- TASK BRIEF
Write out the whole listing. Leave out nothing.

== MATERIAL PROVIDED ==

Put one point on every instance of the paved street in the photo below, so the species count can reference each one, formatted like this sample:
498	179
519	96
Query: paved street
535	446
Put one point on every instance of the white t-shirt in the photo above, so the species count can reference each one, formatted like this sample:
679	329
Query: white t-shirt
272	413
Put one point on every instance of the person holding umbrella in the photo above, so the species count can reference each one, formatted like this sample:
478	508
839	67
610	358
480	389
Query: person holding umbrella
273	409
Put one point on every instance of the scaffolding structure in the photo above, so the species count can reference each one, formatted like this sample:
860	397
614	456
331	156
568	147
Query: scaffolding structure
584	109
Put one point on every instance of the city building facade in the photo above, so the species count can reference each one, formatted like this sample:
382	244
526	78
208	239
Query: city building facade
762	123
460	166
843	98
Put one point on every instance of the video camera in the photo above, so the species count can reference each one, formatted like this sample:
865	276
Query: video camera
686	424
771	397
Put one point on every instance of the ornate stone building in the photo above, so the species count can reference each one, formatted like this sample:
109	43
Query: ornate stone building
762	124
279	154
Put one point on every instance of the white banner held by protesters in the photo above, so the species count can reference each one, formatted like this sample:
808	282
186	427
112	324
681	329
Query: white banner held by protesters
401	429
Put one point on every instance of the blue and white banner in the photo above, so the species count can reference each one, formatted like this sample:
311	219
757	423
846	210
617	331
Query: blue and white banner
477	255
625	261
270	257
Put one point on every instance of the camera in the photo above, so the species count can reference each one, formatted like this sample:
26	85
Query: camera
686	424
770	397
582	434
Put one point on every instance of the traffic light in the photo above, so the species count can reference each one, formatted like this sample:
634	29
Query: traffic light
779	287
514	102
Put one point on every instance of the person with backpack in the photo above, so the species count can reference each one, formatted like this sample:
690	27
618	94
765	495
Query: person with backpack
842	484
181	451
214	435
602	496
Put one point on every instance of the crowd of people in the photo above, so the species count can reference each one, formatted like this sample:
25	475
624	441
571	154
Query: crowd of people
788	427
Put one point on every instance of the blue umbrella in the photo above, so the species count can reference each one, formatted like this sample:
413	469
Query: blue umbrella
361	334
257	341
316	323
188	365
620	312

===

- RESPONSE TO THE TASK
Put one point on every instance of the paved street in the photo below, so the species count can reference each one, formatted like this sample:
498	179
519	96
Query: paved street
535	446
Put one point on every instance of the white t-shirt in the photo above, so the species count can reference each one, formatted like this sample:
679	329
Query: white t-shirt
272	413
Put one point on every instance of the person holding umbrella in the photo above, so the species count can reference each one, formatted like this sample:
478	508
839	67
610	358
480	389
Query: person holding umbrella
273	409
Put one point on every instance of the scaffolding structure in the photo above, so the species count can reference each one, formatted like this sample:
860	397
614	456
331	156
568	147
Query: scaffolding structure
584	109
Put one point on every instance of the city building facade in the photo above, so the species count can reference each one, formatted like this sample:
382	244
526	78
208	239
Query: city building facade
762	123
460	166
843	98
Put one point on every instance of the video camera in the photo above, so the species count can reference each one, formatted like this sample:
865	276
Query: video camera
686	424
771	397
Put one point on every instance of the ornate stone building in the photo above, so the species count can reference each one, formatted like this sample:
109	43
Query: ornate stone building
762	124
279	154
Put one point on every instance of the white banner held by protesters in the photo above, so the species count can reference each one, formatted like this sample:
808	282
186	427
112	324
681	329
Query: white banner held by protesters
401	429
Put one point on every instance of the blue and white banner in the photo above, so the species count can reference each one, formatted like this sample:
311	219
757	423
846	210
617	331
Query: blue and white banner
477	255
625	261
270	257
Put one point on every instance of the camera in the photo above, so the species count can reference each one, formatted like this sample:
26	85
Query: camera
686	424
770	397
582	434
Put one point on every instance of the traffic light in the photo above, so the species count can reference each one, formatted like this sample:
634	29
Query: traffic light
779	287
514	102
Put one point on every instance of the person with backpack in the photo above, so the species count can reference each one, formatted like this sample:
690	27
618	94
765	495
Query: person with backpack
842	484
181	451
214	435
602	496
Put one point on every instance of the crowd of people in the photo above, so the species count can reference each one, formatted like this sample:
25	475
624	441
571	154
Query: crowd of people
788	427
Put one point on every instance of the blue umbrella in the photo above, so the species count can reference each one, formatted like this sample:
413	469
Query: blue umbrella
361	334
257	341
316	323
188	365
620	312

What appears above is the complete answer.